Work to do:
Render every line of the data below as a Markdown table with two columns, n for the row number and Line for the text of the line. Leave out blank lines and the pictures.

Provided data:
<<<<

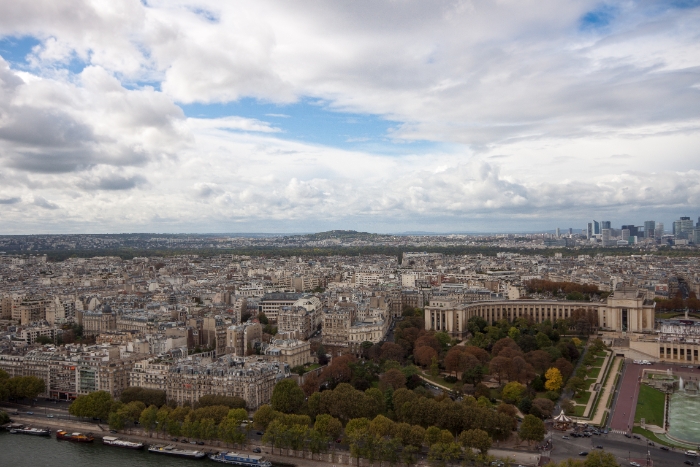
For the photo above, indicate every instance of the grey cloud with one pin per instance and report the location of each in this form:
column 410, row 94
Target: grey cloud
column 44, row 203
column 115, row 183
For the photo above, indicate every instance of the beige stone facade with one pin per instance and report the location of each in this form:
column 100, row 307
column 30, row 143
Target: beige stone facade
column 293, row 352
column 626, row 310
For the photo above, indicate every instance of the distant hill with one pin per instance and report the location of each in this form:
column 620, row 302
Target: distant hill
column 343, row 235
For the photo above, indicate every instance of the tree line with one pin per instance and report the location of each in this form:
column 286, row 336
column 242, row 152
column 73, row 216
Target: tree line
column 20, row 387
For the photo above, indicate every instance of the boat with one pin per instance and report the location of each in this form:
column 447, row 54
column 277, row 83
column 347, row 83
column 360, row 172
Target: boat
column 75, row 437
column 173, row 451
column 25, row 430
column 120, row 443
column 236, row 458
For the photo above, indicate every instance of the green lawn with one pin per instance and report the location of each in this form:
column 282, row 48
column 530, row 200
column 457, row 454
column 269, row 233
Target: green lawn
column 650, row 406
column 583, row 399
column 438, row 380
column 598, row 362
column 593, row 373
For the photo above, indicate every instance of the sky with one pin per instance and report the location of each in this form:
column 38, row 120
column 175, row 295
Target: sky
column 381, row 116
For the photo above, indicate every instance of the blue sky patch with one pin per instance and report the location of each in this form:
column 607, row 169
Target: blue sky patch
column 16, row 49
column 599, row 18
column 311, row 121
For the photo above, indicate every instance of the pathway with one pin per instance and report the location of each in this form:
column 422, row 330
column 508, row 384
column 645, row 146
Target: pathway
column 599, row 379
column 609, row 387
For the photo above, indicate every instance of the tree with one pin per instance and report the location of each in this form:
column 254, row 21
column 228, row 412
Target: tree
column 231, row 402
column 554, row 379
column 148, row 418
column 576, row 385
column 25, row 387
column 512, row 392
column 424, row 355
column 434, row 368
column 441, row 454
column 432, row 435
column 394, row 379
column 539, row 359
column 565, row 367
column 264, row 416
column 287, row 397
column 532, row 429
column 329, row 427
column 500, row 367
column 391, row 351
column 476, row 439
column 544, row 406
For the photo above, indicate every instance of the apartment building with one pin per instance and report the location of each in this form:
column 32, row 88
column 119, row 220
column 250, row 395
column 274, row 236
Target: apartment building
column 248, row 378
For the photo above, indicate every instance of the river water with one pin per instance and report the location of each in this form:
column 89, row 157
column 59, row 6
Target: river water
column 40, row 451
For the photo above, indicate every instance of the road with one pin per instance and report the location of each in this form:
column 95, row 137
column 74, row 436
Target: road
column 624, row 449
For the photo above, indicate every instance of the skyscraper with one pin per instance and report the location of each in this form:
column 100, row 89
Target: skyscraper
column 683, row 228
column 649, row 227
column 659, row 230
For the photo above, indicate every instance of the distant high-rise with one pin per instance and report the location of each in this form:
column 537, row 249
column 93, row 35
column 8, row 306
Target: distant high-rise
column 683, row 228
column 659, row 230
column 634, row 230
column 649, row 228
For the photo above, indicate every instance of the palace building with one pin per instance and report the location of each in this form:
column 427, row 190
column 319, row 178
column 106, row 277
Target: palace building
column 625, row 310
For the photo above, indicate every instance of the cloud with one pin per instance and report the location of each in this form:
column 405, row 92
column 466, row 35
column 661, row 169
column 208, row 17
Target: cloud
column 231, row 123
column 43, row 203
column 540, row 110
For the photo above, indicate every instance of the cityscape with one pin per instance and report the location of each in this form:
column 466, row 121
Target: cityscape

>>>>

Completed task:
| n | Line |
|---|---|
| 1 | For the photo above, indicate every instance of the grey cloud with one pin per instance and report the location of each in this form: |
| 2 | column 410, row 94 |
| 3 | Target: grey cloud |
| 4 | column 44, row 203 |
| 5 | column 115, row 183 |
| 6 | For the photo above, indicate every instance of the beige stone facade with one pin per instance and report the location of each in this form: |
| 7 | column 100, row 307 |
| 8 | column 30, row 143 |
| 9 | Target: beige stone facade |
| 10 | column 293, row 352 |
| 11 | column 626, row 310 |
| 12 | For the photo above, indicate every instance of the distant hill with one pin per instance and report the location of each in this form: |
| 13 | column 620, row 302 |
| 14 | Target: distant hill |
| 15 | column 343, row 235 |
| 16 | For the photo above, indicate every instance of the tree line with one pin per instance and report the location of each in this form: |
| 17 | column 286, row 336 |
| 18 | column 242, row 152 |
| 19 | column 73, row 216 |
| 20 | Target: tree line |
| 21 | column 20, row 387 |
| 22 | For the photo above, indicate every instance of the boat with one pin per instance and report the location of each in this form: |
| 23 | column 447, row 54 |
| 24 | column 277, row 83 |
| 25 | column 347, row 83 |
| 26 | column 360, row 172 |
| 27 | Target: boat |
| 28 | column 75, row 437 |
| 29 | column 173, row 451 |
| 30 | column 25, row 430 |
| 31 | column 120, row 443 |
| 32 | column 236, row 458 |
| 33 | For the photo above, indicate every instance of the green lawn with one pin per instance and report the location of each in this form: |
| 34 | column 282, row 48 |
| 35 | column 530, row 200 |
| 36 | column 457, row 454 |
| 37 | column 269, row 233 |
| 38 | Target: green lawn |
| 39 | column 650, row 406 |
| 40 | column 583, row 399 |
| 41 | column 438, row 380 |
| 42 | column 598, row 362 |
| 43 | column 593, row 373 |
| 44 | For the photo above, indicate every instance of the sky with one pin per instance and report the location of each in this form: |
| 45 | column 38, row 120 |
| 46 | column 175, row 295 |
| 47 | Target: sky |
| 48 | column 381, row 116 |
| 49 | For the photo above, indicate every instance of the blue sky patch with one pin per instance and report the location of each in this form: |
| 50 | column 607, row 169 |
| 51 | Target: blue sky patch |
| 52 | column 16, row 49 |
| 53 | column 599, row 18 |
| 54 | column 311, row 121 |
| 55 | For the photo above, indicate every instance of the pathway with one pin per instance and report the location of each in this form: |
| 56 | column 422, row 330 |
| 57 | column 508, row 384 |
| 58 | column 645, row 146 |
| 59 | Target: pathway |
| 60 | column 599, row 379 |
| 61 | column 609, row 387 |
| 62 | For the photo above, indicate every instance of the tree with one pin per instance and report the location of each in this form: |
| 63 | column 254, row 21 |
| 64 | column 228, row 412 |
| 65 | Target: tree |
| 66 | column 231, row 402 |
| 67 | column 554, row 379 |
| 68 | column 148, row 418 |
| 69 | column 576, row 385 |
| 70 | column 25, row 387 |
| 71 | column 512, row 392 |
| 72 | column 424, row 355 |
| 73 | column 434, row 368 |
| 74 | column 441, row 454 |
| 75 | column 432, row 435 |
| 76 | column 394, row 379 |
| 77 | column 539, row 359 |
| 78 | column 565, row 367 |
| 79 | column 264, row 416 |
| 80 | column 287, row 397 |
| 81 | column 532, row 429 |
| 82 | column 329, row 427 |
| 83 | column 500, row 367 |
| 84 | column 391, row 351 |
| 85 | column 476, row 439 |
| 86 | column 544, row 406 |
| 87 | For the photo above, indicate every instance of the apartment building with one pin per instance and report the location of each in this form: |
| 88 | column 32, row 88 |
| 89 | column 119, row 220 |
| 90 | column 250, row 395 |
| 91 | column 274, row 236 |
| 92 | Target: apartment building |
| 93 | column 248, row 378 |
| 94 | For the photo above, indicate every instance of the river water with one pin per instance and report the location of each in this form: |
| 95 | column 89, row 157 |
| 96 | column 59, row 6 |
| 97 | Target: river water |
| 98 | column 40, row 451 |
| 99 | For the photo above, indicate every instance of the road with one pin per instance and report the location of each in this form: |
| 100 | column 95, row 137 |
| 101 | column 74, row 436 |
| 102 | Target: road |
| 103 | column 624, row 449 |
| 104 | For the photo above, indicate every instance of the skyscraper with one pin per instance and report the location of each in this form: |
| 105 | column 100, row 89 |
| 106 | Target: skyscraper |
| 107 | column 683, row 228 |
| 108 | column 649, row 227 |
| 109 | column 659, row 230 |
| 110 | For the photo above, indicate every instance of the distant high-rise with one pin per instance and report the location of each in this form: |
| 111 | column 537, row 249 |
| 112 | column 93, row 35 |
| 113 | column 8, row 306 |
| 114 | Target: distant high-rise |
| 115 | column 683, row 228 |
| 116 | column 659, row 230 |
| 117 | column 634, row 230 |
| 118 | column 649, row 228 |
| 119 | For the photo above, indicate every instance of the palace building with one pin per instance and report the location of each in this form: |
| 120 | column 427, row 190 |
| 121 | column 319, row 178 |
| 122 | column 106, row 277 |
| 123 | Target: palace building |
| 124 | column 625, row 310 |
| 125 | For the photo above, indicate every instance of the cloud with one pin per instance and report the location of each in this form: |
| 126 | column 405, row 92 |
| 127 | column 466, row 35 |
| 128 | column 661, row 169 |
| 129 | column 208, row 17 |
| 130 | Target: cloud |
| 131 | column 231, row 123 |
| 132 | column 43, row 203 |
| 133 | column 540, row 110 |
| 134 | For the photo above, indicate every instance of the cityscape with one pin per instance and report the location of each in this form: |
| 135 | column 466, row 121 |
| 136 | Target: cityscape |